Pointing records =
--- Start ---

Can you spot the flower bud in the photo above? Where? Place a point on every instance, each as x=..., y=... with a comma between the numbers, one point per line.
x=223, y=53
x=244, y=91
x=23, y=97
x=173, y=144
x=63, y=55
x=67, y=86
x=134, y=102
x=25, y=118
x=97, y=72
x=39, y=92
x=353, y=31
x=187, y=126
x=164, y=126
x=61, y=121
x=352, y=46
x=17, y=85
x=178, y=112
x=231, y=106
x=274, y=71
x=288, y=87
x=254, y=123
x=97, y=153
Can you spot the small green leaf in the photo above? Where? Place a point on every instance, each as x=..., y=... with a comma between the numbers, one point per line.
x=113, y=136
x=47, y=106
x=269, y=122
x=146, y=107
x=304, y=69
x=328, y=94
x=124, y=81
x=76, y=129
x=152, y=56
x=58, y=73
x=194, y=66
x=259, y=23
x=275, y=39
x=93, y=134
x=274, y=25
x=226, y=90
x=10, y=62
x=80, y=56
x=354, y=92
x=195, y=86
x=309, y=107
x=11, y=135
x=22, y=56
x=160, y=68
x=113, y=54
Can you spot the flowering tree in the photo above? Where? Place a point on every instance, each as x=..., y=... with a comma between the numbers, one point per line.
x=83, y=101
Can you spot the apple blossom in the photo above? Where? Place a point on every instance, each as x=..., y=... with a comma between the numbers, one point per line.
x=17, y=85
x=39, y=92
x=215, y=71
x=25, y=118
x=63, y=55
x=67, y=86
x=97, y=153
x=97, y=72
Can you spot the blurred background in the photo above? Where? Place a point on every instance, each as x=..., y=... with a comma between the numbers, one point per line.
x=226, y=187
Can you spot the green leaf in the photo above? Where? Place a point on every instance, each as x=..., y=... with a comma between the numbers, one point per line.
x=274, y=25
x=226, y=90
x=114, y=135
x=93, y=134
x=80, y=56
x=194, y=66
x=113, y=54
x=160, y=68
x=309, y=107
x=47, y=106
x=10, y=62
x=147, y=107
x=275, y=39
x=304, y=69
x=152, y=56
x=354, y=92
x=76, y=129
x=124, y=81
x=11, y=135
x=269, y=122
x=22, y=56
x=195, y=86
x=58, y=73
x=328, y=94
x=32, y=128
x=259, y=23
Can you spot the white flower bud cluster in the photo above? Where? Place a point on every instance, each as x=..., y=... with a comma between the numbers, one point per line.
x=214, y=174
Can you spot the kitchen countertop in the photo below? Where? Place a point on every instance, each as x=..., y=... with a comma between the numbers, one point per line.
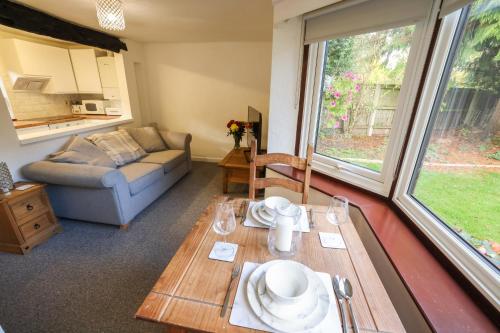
x=58, y=119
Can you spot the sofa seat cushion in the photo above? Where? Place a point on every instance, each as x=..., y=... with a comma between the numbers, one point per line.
x=140, y=175
x=168, y=158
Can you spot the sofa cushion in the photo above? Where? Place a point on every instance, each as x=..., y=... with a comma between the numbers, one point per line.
x=81, y=151
x=119, y=146
x=168, y=158
x=147, y=137
x=141, y=175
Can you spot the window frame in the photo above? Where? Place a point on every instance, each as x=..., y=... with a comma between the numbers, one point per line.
x=376, y=182
x=482, y=275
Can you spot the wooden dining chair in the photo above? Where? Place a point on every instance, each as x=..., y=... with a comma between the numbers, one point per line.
x=303, y=164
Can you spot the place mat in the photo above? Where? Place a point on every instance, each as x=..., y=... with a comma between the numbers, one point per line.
x=331, y=240
x=213, y=254
x=243, y=316
x=251, y=222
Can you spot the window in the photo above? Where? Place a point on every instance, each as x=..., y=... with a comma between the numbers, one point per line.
x=450, y=179
x=457, y=177
x=359, y=92
x=362, y=77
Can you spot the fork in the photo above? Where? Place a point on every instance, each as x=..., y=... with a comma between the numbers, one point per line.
x=311, y=218
x=234, y=275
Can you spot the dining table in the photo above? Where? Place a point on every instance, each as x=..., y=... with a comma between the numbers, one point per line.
x=189, y=294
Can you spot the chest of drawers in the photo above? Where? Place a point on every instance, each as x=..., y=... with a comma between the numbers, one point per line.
x=26, y=219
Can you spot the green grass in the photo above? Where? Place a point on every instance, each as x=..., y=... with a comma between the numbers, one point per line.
x=467, y=201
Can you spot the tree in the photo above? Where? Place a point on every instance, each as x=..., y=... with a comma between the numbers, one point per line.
x=478, y=61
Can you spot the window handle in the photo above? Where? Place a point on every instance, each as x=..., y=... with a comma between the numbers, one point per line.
x=339, y=167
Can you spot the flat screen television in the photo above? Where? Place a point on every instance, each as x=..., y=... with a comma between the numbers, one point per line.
x=255, y=127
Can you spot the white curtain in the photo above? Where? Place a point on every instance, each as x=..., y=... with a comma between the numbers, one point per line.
x=360, y=16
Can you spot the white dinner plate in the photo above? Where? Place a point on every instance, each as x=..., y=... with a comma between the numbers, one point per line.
x=303, y=323
x=257, y=217
x=264, y=214
x=292, y=311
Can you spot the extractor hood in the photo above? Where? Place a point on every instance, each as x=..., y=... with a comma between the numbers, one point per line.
x=28, y=82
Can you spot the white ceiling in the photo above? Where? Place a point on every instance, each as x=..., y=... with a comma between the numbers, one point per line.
x=174, y=20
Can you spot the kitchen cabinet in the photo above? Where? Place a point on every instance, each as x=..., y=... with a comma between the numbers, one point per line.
x=28, y=58
x=107, y=72
x=109, y=78
x=86, y=72
x=111, y=93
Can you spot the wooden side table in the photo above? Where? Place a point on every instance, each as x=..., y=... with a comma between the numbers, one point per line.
x=236, y=168
x=26, y=219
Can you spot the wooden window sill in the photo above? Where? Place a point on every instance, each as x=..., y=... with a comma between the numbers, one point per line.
x=446, y=306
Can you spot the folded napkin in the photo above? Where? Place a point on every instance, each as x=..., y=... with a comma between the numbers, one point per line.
x=331, y=240
x=243, y=316
x=251, y=222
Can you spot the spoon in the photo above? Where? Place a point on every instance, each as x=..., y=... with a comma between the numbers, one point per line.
x=346, y=289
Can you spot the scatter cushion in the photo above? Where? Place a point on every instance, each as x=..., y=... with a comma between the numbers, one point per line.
x=168, y=158
x=148, y=138
x=119, y=146
x=80, y=151
x=141, y=175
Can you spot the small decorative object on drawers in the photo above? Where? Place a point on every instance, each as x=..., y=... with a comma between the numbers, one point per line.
x=6, y=182
x=26, y=219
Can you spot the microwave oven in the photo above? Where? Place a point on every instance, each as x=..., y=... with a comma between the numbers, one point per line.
x=93, y=106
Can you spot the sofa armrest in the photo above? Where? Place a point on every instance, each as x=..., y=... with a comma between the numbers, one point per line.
x=176, y=140
x=68, y=174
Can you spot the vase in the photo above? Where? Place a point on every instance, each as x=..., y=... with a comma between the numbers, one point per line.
x=6, y=182
x=237, y=141
x=284, y=235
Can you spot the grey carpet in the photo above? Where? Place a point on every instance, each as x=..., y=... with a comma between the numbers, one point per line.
x=92, y=277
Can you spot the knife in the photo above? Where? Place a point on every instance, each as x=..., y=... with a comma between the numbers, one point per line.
x=244, y=214
x=340, y=298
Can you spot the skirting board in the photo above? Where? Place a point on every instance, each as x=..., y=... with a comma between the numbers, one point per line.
x=206, y=159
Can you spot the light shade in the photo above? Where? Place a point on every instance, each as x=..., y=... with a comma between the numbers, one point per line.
x=110, y=14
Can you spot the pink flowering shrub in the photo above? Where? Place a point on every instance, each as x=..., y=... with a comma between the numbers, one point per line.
x=339, y=97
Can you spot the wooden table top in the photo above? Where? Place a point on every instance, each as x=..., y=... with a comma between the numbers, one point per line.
x=190, y=292
x=236, y=159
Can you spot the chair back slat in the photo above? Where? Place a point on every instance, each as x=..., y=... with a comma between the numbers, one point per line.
x=290, y=184
x=279, y=158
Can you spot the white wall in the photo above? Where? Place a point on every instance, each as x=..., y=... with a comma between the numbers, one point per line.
x=131, y=58
x=285, y=83
x=199, y=87
x=17, y=155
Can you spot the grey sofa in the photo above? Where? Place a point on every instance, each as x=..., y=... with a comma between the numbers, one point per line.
x=113, y=196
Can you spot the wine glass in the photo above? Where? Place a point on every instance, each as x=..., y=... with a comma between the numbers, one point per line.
x=224, y=223
x=338, y=210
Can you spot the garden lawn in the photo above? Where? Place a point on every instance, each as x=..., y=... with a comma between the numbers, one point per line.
x=469, y=201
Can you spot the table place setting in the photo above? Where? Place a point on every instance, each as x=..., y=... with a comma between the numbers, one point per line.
x=282, y=295
x=261, y=214
x=303, y=302
x=331, y=240
x=272, y=289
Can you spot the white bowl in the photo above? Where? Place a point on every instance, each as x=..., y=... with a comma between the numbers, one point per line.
x=286, y=282
x=271, y=203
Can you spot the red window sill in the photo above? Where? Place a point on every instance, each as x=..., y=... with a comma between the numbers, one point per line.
x=446, y=306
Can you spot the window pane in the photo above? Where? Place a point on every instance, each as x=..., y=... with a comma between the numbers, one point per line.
x=458, y=178
x=362, y=77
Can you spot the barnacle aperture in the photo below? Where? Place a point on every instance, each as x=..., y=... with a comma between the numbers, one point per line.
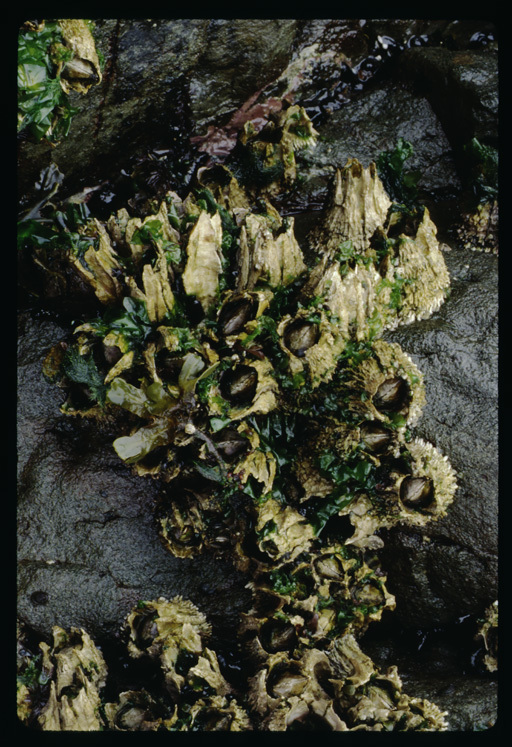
x=300, y=335
x=238, y=385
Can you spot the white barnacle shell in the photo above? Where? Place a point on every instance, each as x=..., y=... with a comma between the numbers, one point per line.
x=74, y=660
x=204, y=259
x=421, y=264
x=359, y=205
x=276, y=260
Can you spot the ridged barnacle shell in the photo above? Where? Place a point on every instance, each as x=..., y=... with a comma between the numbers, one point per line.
x=237, y=310
x=182, y=525
x=351, y=585
x=429, y=490
x=281, y=531
x=83, y=69
x=204, y=259
x=311, y=342
x=161, y=629
x=420, y=263
x=295, y=693
x=366, y=696
x=218, y=713
x=356, y=298
x=358, y=205
x=77, y=672
x=256, y=385
x=387, y=384
x=99, y=267
x=275, y=259
x=136, y=710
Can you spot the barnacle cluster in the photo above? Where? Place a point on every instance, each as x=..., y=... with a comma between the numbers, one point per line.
x=256, y=386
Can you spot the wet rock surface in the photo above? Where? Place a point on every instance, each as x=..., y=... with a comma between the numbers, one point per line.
x=88, y=547
x=451, y=567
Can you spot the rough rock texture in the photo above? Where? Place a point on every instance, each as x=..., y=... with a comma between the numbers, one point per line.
x=462, y=86
x=162, y=80
x=370, y=124
x=454, y=571
x=88, y=548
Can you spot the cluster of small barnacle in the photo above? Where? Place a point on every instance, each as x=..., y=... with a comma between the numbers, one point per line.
x=279, y=422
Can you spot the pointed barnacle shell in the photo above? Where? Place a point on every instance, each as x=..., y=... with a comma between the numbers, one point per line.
x=157, y=290
x=204, y=259
x=255, y=392
x=83, y=69
x=282, y=530
x=354, y=298
x=349, y=663
x=421, y=264
x=387, y=384
x=161, y=628
x=263, y=257
x=429, y=490
x=100, y=267
x=77, y=671
x=298, y=130
x=359, y=204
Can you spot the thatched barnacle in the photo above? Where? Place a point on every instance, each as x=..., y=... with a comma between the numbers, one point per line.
x=258, y=391
x=137, y=710
x=312, y=343
x=78, y=672
x=387, y=386
x=161, y=629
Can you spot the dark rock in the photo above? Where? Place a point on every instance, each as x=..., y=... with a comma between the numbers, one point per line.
x=462, y=86
x=87, y=539
x=450, y=567
x=370, y=124
x=164, y=80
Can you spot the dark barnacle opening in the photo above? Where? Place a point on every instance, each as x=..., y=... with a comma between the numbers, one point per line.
x=392, y=395
x=238, y=385
x=416, y=492
x=300, y=335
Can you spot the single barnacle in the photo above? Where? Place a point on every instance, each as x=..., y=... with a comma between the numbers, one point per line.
x=246, y=390
x=387, y=386
x=312, y=343
x=367, y=697
x=281, y=531
x=136, y=710
x=83, y=69
x=204, y=259
x=161, y=629
x=275, y=258
x=217, y=713
x=295, y=694
x=359, y=205
x=77, y=672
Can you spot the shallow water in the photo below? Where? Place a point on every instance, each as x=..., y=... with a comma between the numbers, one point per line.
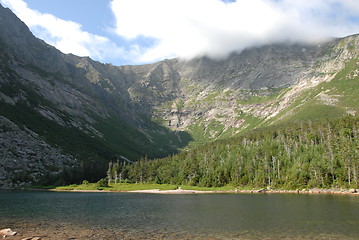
x=66, y=215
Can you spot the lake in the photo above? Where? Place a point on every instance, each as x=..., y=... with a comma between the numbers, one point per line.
x=70, y=215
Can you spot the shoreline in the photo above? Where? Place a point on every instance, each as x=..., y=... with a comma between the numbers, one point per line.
x=184, y=191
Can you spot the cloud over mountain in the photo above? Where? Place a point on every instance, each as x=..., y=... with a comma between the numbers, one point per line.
x=215, y=28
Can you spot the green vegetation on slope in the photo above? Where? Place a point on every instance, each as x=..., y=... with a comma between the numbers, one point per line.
x=313, y=154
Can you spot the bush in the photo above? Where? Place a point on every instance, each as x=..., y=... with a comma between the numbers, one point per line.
x=102, y=183
x=85, y=182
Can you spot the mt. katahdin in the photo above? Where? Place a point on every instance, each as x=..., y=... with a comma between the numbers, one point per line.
x=63, y=117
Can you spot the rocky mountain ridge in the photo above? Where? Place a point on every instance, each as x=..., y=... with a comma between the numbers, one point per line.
x=89, y=113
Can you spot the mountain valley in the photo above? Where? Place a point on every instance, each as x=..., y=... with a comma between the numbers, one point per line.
x=63, y=118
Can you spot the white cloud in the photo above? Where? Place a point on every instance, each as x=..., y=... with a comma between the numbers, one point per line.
x=66, y=36
x=188, y=28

--- End ---

WRITTEN INSTRUCTION = From the line containing "Can you spot the green vegetation" down to the last line, reproduce the records exactly. Include both ends.

FINISHED EXERCISE =
Can you spot the green vegetation on slope in the photo above? Where? Place a point on every instance, each as x=..., y=... with a comma between the numbers, one point per line.
x=313, y=154
Can you spot the bush in the photo above? Where? Place a point on every instance, each as x=..., y=... with a comma between the numbers, one point per line.
x=102, y=183
x=85, y=182
Can you spot the mt. katahdin in the photo above? Where? Place a point on every instance, each as x=..., y=... with a comma between the numbers, one point per line.
x=63, y=117
Can you spot the rocky mountain ridge in the photo above? Where? Place a point on every instance, each as x=..., y=... with a comma between the numbers, one point per line.
x=89, y=113
Can you spot the mountain valley in the photo above? Where? Place a point on every instance, each as x=..., y=... with a comma between the numbers, one point per line.
x=63, y=118
Can you spot the white cloud in the photo above? Where? Place a point on every instance, each as x=..., y=... with a comma between the numbers, one point per line.
x=66, y=36
x=188, y=28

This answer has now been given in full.